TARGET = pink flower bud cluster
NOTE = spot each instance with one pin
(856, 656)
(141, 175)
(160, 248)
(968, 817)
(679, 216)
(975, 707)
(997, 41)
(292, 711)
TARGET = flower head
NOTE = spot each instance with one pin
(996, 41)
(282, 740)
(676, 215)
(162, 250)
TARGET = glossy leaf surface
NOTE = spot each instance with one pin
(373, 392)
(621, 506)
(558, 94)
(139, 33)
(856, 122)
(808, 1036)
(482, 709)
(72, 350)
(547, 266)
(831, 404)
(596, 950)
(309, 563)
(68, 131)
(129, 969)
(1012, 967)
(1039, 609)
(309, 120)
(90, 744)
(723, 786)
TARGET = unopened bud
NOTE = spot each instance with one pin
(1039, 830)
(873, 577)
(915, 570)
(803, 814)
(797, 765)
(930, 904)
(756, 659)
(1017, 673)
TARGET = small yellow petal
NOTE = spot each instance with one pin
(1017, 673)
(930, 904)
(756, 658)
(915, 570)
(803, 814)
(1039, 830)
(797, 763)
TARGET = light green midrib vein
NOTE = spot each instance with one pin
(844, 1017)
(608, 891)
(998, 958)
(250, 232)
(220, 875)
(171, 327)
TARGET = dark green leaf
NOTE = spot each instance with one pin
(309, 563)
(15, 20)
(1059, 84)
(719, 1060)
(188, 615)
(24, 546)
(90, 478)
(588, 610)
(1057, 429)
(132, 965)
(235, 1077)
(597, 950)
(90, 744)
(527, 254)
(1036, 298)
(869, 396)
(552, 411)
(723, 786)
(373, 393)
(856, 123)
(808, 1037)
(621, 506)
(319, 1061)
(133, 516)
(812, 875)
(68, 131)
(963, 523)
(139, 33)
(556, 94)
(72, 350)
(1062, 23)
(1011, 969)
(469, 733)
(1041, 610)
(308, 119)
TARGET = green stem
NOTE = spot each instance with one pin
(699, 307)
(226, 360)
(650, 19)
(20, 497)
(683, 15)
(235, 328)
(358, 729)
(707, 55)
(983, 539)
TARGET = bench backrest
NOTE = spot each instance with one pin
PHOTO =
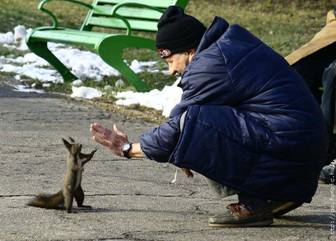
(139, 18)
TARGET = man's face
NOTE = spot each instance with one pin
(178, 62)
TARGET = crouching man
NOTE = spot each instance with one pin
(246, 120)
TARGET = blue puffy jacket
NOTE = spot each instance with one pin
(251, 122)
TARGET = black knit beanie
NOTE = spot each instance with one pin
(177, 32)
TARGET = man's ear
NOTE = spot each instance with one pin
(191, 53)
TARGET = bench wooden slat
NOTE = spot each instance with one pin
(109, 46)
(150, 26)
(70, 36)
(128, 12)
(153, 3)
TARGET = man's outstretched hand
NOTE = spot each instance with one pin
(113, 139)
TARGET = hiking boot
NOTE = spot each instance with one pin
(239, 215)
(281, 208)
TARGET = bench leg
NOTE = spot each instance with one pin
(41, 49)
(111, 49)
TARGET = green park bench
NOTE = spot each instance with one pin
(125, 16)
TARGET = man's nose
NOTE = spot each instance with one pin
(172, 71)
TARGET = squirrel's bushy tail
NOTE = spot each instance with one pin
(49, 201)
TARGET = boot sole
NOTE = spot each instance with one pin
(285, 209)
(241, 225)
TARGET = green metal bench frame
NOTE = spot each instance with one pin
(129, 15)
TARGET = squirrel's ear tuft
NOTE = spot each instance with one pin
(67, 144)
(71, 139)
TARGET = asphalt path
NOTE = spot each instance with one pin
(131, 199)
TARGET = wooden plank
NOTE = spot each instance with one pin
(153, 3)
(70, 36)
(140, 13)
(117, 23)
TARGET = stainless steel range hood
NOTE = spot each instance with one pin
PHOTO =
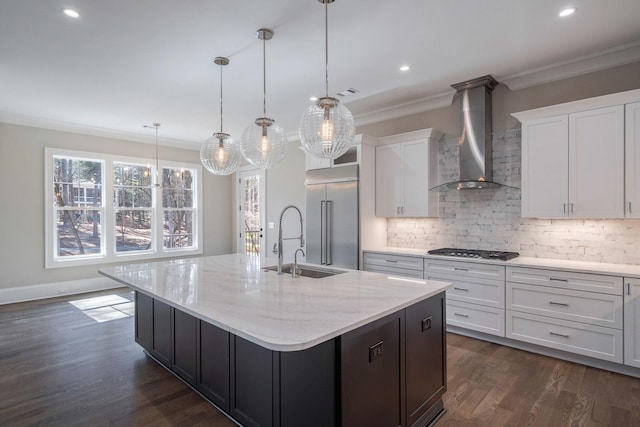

---

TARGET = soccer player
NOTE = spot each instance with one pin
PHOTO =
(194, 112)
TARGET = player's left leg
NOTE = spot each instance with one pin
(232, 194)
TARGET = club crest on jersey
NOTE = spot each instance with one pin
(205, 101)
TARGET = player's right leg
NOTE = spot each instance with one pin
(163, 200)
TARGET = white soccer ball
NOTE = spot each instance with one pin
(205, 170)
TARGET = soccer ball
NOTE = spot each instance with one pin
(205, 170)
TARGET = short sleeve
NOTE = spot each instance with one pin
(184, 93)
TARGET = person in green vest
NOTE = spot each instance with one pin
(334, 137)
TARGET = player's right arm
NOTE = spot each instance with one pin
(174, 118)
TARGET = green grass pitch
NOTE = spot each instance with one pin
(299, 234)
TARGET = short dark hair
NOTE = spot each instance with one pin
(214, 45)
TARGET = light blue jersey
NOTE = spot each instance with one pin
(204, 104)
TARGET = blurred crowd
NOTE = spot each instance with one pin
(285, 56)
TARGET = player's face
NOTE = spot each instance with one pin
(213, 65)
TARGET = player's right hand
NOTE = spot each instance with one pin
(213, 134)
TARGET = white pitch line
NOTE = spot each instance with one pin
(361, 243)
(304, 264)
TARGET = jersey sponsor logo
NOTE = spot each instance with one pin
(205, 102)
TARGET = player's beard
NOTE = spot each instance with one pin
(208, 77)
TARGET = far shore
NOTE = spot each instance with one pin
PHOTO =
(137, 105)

--

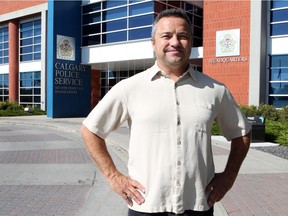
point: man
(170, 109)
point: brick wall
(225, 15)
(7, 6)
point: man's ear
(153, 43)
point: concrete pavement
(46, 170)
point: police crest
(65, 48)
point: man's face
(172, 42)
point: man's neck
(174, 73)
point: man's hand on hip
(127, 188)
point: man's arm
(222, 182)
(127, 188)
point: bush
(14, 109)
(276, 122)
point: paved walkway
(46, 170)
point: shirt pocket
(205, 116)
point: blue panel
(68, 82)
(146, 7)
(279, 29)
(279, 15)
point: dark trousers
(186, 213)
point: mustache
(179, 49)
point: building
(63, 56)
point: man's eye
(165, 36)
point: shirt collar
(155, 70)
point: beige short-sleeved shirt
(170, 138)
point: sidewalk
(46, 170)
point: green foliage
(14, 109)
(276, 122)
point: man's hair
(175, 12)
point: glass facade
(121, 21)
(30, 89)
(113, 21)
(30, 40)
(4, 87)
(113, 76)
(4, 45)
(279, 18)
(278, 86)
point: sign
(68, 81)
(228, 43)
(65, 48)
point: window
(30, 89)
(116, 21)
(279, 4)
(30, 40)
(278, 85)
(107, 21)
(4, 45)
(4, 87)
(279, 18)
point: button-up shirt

#### [WHAT YOU ARE ASKED TO DO]
When a line in the material above holds the word "wooden", copy that line.

#### [SOLUTION FOR THIS EXERCISE]
TARGET = bench wooden slat
TARGET = wooden plank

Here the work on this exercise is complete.